▶ **Short task**
Tally the lines in the data below that contain the word "dark", and reply with the number alone.
— start Provided data —
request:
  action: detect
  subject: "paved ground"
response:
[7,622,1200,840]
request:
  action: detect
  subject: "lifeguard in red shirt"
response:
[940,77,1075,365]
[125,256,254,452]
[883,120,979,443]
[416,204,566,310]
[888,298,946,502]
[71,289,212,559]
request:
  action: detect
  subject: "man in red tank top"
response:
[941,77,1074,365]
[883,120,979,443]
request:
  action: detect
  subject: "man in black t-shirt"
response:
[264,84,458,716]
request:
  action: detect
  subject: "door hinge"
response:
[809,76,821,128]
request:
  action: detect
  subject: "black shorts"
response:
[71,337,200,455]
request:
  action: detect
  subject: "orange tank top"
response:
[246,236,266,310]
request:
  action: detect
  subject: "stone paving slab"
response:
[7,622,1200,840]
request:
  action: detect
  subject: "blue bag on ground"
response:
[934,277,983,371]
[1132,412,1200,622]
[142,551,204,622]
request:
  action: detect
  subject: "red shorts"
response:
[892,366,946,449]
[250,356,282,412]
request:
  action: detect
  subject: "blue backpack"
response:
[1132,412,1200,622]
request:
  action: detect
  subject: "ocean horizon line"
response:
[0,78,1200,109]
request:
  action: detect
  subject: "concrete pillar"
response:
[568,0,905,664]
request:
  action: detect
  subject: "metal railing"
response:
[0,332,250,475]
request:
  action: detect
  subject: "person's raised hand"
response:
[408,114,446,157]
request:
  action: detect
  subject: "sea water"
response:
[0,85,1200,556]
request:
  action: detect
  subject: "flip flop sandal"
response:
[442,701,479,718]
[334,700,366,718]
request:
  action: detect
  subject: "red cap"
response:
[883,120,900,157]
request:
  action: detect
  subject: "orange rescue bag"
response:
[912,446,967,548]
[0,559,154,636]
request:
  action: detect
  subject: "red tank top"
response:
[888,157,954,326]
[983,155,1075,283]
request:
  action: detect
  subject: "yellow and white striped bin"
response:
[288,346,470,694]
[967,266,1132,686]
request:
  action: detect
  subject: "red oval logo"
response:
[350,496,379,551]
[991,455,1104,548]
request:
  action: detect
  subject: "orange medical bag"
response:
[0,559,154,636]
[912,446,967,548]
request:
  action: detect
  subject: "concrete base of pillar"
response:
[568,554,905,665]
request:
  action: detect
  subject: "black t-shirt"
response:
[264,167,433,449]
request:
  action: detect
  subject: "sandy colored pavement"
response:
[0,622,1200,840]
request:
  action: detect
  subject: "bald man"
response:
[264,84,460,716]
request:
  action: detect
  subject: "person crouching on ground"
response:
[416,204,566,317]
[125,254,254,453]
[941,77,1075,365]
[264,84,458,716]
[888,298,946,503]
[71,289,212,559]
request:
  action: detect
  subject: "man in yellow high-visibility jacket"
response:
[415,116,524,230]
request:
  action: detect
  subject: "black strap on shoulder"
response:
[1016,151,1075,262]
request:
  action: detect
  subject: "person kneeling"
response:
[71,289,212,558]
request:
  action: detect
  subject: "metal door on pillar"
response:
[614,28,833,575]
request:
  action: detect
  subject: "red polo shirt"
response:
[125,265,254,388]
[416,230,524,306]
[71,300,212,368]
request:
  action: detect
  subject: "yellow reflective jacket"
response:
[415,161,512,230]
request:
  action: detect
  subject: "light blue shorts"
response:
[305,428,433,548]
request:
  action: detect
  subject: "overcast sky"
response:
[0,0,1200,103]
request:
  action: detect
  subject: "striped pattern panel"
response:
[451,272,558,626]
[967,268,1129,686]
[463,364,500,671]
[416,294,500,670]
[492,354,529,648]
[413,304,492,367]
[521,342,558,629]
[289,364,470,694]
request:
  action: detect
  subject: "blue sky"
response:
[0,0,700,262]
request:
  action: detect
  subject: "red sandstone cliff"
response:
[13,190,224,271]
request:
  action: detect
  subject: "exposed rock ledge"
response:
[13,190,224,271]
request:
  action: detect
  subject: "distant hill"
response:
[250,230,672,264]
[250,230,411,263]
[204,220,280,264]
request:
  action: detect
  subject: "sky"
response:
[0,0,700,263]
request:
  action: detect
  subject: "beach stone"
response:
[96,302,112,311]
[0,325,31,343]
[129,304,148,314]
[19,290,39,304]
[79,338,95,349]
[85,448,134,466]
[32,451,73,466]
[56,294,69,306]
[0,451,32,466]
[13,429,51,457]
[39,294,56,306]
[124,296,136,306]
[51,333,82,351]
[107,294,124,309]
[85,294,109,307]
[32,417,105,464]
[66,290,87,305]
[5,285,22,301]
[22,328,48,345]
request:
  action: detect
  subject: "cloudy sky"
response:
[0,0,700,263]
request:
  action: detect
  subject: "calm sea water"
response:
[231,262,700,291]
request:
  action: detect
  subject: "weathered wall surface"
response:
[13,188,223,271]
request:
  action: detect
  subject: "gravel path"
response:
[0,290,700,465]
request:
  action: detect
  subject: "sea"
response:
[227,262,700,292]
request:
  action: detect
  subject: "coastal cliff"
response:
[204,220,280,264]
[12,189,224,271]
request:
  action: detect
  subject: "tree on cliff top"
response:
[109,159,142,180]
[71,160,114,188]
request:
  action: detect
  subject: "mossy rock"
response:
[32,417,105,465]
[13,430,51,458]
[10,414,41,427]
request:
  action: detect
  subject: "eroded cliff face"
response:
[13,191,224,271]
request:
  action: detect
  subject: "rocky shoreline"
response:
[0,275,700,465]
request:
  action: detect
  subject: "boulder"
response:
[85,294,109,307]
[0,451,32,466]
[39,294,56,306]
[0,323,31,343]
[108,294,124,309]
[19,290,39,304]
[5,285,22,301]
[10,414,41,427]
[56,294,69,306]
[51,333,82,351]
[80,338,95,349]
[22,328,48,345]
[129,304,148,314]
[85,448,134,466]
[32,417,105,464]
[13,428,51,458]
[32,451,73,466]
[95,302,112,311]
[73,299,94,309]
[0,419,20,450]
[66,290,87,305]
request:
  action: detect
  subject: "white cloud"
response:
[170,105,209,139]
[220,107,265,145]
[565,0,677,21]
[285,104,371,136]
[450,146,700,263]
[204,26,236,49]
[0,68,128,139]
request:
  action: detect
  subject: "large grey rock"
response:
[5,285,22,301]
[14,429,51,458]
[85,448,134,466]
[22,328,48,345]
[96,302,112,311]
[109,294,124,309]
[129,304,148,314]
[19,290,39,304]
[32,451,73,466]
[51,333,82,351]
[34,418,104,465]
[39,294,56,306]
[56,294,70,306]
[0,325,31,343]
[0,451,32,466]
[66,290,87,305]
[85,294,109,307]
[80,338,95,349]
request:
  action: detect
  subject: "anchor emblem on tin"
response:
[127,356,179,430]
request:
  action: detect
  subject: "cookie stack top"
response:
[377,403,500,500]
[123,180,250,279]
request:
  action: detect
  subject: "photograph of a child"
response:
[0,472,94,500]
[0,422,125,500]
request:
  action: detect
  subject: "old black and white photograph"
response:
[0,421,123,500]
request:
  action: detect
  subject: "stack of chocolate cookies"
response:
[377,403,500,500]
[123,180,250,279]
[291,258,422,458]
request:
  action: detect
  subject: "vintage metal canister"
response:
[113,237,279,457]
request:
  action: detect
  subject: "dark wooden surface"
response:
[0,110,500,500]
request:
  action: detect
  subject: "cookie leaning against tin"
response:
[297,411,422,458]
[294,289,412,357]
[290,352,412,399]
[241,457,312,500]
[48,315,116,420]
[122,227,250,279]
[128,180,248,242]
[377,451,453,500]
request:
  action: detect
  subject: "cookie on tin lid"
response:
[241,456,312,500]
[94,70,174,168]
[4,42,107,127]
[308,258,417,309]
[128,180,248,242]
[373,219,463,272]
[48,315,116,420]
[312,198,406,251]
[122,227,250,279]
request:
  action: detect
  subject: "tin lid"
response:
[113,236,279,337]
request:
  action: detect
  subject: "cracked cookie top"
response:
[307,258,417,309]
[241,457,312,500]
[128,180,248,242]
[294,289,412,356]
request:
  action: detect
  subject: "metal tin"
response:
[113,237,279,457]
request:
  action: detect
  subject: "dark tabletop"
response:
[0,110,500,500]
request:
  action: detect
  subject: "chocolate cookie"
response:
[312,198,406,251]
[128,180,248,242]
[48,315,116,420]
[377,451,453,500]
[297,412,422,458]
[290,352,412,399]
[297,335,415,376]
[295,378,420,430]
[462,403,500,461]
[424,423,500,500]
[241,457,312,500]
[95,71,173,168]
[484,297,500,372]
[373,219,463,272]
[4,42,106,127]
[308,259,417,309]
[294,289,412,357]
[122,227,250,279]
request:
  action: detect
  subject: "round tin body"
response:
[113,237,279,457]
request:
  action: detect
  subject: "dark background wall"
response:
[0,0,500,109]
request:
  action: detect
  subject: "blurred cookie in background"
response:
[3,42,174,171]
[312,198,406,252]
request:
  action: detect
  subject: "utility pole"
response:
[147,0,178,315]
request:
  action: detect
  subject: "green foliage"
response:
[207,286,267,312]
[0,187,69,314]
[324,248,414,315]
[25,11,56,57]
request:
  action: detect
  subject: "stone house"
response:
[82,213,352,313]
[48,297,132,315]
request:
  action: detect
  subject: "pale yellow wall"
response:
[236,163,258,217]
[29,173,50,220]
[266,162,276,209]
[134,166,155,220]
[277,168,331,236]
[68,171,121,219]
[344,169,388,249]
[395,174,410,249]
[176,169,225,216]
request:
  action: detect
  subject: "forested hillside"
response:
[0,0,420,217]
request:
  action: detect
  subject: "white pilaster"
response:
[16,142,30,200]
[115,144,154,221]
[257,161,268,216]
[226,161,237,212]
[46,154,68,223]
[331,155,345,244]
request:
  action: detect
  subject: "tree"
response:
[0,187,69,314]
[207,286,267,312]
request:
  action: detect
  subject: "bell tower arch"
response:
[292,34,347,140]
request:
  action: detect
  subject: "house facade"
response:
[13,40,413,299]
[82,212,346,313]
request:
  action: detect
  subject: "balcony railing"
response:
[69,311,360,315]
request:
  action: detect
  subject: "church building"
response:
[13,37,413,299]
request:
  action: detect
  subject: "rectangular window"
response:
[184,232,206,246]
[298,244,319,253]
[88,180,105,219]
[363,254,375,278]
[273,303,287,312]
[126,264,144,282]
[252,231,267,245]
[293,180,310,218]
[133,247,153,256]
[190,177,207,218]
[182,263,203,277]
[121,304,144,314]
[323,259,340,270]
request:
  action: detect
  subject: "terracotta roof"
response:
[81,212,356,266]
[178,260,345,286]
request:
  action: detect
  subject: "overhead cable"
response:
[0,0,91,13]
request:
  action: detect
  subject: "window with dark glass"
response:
— end Provided data —
▶ **Response to this exercise**
4